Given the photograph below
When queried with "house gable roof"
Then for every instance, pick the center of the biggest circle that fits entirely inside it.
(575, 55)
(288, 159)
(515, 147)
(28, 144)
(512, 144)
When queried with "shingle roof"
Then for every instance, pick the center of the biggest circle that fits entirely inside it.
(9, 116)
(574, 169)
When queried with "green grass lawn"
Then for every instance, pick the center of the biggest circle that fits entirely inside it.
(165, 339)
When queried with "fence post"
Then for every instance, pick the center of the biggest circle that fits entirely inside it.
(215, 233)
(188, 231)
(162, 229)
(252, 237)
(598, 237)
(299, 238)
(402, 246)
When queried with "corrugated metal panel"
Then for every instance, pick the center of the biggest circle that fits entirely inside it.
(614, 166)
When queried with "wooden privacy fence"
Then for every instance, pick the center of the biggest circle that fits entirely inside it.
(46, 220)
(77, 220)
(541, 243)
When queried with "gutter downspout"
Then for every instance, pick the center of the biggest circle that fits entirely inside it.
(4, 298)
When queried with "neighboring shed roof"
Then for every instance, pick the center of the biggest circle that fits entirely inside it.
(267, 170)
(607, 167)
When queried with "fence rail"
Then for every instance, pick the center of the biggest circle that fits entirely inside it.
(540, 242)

########################################

What you will do:
Reproduce the material while keeping each line exactly as it was written.

Solution for this problem:
Given the photograph below
When queried with "house gable roof"
Then for every instance, pick the center of the biggest circle that fits entirely inside it.
(575, 55)
(288, 159)
(515, 147)
(28, 144)
(512, 144)
When queried with "shingle roof"
Then for every instance, pick the center of the biggest circle that fits entirely inside it.
(9, 116)
(574, 169)
When queried with "green grass lawn"
Then for every instance, pick the center of the biggest circle that fits entirely inside it.
(165, 339)
When queried with "fence post"
Then for every instance, pick the center of the biggest circle that fits entirely inside it.
(215, 233)
(188, 231)
(162, 229)
(252, 237)
(598, 237)
(299, 238)
(402, 246)
When queried with "corrugated metal panel"
Then for every instance, pick the center of the biggest circle that fits entirely inside it.
(614, 166)
When queried with "wooden privacy fence"
Then for every instance, pick the center of the biggest circle that fits entirely inside it.
(46, 220)
(77, 220)
(541, 243)
When queried with "gutter downspout"
Then for every instance, pick the center of the biggest circle that fits entirely inside it.
(4, 298)
When queried with "neighboring shed roof"
Then for every instance, pick the center of the biggest circle that fits entirely inside it.
(267, 170)
(607, 167)
When queried with "fence rail"
Then for every instance, pick the center of the biggest circle that fits entirely inside it.
(540, 242)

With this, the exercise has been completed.